*Task objective*.
In the data below, replace "lens glass" with "bottle cap", keep everything else the same, and leave the pictures out of your answer.

*Stored rows*.
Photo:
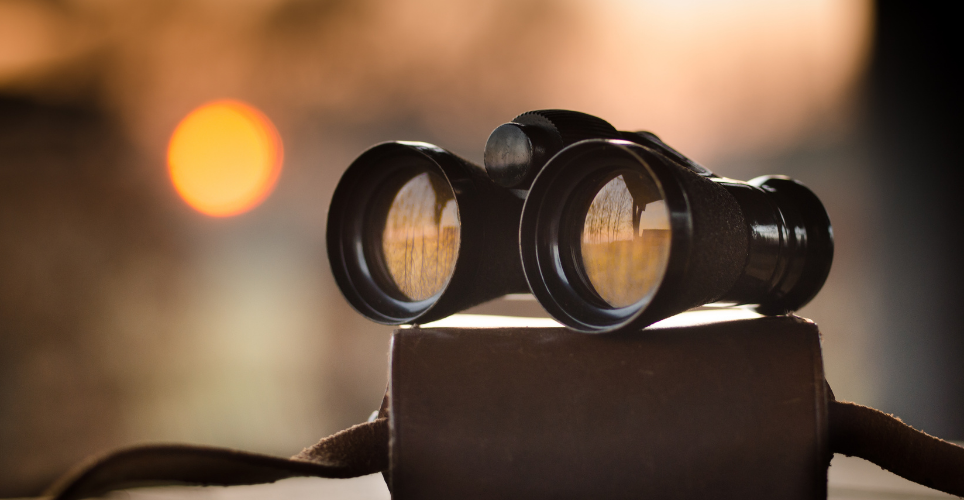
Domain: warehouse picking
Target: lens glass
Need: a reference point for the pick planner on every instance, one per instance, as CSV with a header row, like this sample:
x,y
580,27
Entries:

*Answer to the exercise*.
Photo:
Domain: warehouse picking
Target: bottle cap
Need: a reference point for the pick planner on every instance, one per instance, as CSV with a header row, like this sample:
x,y
580,27
Entries:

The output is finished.